What needs to be done: Show every line in the entries below where the word "solar" appears.

Records to process:
********
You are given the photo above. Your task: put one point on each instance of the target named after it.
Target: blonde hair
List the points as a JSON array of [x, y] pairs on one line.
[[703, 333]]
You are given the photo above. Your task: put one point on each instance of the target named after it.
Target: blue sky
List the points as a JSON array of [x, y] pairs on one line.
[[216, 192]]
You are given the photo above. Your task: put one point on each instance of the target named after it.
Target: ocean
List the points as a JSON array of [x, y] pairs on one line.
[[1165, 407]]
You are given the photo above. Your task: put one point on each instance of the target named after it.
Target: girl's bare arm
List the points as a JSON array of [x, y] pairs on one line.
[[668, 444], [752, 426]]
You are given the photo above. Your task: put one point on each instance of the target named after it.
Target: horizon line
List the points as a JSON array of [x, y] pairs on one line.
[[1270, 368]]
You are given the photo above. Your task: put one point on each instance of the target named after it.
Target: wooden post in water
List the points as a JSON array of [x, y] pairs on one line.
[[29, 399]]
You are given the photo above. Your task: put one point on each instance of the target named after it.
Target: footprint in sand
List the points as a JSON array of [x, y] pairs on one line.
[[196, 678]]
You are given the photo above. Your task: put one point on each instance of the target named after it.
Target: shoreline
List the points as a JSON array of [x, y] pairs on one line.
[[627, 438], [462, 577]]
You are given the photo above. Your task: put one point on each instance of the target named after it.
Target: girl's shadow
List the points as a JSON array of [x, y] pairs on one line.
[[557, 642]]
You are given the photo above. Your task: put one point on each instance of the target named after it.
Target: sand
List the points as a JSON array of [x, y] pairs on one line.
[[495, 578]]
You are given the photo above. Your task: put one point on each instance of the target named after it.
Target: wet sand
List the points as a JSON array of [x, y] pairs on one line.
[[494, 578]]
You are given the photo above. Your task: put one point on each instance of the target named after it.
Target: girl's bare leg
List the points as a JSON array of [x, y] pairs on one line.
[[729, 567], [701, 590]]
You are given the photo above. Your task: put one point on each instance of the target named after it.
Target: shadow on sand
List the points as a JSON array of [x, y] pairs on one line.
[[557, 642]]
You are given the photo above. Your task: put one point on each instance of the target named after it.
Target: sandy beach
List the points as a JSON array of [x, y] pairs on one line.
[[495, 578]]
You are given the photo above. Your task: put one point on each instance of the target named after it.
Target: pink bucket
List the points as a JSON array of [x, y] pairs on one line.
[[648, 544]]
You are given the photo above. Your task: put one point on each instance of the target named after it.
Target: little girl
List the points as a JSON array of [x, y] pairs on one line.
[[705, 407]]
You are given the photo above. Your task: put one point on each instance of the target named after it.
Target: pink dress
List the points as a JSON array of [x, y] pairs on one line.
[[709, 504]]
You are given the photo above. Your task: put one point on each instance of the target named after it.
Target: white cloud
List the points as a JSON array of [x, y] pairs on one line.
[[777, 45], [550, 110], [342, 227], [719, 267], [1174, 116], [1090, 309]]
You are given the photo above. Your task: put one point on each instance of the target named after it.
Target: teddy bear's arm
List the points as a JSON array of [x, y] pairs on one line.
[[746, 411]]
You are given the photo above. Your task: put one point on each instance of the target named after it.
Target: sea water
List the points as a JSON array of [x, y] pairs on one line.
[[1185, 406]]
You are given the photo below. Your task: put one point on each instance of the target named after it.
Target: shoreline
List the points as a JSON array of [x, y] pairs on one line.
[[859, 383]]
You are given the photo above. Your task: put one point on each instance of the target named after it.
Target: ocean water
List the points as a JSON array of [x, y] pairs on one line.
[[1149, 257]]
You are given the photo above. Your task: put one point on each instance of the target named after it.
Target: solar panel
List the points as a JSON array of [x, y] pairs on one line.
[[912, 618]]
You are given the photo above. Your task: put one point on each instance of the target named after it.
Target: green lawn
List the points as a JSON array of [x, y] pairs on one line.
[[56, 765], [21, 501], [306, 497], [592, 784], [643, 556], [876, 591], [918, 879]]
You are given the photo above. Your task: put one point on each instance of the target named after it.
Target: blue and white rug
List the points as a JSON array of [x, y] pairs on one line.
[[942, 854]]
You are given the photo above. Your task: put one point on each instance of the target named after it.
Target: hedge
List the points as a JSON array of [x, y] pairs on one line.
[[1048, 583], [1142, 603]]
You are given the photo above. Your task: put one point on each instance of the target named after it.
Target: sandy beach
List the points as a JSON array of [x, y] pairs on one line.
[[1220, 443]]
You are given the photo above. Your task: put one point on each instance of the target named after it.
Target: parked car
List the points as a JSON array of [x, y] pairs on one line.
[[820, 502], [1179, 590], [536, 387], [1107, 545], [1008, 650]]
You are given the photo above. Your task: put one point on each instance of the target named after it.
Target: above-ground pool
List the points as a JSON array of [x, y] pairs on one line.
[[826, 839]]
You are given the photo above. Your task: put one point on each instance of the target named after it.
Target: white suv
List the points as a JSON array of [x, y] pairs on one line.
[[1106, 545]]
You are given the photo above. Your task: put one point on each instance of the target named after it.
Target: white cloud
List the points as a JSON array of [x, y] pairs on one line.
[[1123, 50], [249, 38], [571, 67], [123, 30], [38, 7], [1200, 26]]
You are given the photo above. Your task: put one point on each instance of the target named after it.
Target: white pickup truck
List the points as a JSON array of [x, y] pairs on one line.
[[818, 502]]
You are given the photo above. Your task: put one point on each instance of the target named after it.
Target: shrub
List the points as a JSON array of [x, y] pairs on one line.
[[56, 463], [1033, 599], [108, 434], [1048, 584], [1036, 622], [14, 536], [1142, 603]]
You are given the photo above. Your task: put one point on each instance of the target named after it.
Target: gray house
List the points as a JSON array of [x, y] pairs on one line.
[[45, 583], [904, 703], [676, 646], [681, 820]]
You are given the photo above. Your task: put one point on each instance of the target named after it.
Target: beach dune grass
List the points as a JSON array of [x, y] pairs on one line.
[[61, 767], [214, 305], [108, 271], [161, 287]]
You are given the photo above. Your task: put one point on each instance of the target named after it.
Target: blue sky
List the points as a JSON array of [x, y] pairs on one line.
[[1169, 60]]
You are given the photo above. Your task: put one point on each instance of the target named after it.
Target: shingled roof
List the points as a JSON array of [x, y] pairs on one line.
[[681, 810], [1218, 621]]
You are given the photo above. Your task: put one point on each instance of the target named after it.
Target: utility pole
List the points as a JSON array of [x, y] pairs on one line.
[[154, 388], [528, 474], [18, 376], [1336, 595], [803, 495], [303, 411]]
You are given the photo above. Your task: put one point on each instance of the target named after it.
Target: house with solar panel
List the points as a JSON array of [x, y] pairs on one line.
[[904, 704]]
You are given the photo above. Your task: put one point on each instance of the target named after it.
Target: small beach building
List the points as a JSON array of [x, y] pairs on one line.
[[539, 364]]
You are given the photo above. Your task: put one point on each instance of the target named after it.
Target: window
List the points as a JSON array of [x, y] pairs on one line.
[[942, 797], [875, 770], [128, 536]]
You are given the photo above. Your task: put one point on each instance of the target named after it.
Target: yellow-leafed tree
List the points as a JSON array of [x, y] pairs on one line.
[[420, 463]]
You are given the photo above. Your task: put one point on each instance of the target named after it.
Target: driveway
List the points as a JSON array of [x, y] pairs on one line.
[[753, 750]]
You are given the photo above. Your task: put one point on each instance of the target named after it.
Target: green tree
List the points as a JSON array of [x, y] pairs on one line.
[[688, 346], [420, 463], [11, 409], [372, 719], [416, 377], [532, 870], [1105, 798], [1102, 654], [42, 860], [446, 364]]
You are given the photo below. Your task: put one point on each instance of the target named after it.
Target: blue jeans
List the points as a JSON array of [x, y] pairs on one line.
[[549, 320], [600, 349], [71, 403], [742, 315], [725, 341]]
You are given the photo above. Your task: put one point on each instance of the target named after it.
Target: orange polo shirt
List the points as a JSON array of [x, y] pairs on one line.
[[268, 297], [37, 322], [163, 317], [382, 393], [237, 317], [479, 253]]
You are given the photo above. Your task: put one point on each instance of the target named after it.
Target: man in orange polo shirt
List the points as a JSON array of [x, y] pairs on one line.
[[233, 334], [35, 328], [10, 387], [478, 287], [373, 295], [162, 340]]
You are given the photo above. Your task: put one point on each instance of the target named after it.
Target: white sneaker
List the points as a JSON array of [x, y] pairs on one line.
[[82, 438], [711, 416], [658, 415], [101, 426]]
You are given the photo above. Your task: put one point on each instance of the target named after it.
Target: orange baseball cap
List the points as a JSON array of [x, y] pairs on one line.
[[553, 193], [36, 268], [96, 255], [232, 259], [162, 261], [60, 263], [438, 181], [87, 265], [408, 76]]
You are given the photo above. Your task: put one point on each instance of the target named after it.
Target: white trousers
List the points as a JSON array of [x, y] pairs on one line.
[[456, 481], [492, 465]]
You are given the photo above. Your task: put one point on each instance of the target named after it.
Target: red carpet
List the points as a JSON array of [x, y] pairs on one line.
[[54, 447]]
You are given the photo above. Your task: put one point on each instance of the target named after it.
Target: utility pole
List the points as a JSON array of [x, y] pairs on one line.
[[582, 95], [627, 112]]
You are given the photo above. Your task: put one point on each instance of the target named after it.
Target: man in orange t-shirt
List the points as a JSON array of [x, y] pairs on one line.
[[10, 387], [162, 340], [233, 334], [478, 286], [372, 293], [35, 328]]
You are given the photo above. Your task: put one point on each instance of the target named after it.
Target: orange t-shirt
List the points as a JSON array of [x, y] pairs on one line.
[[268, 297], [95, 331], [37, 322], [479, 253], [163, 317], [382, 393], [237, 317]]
********
Reply to the exercise:
Target: solar panel
Target: house with solar panel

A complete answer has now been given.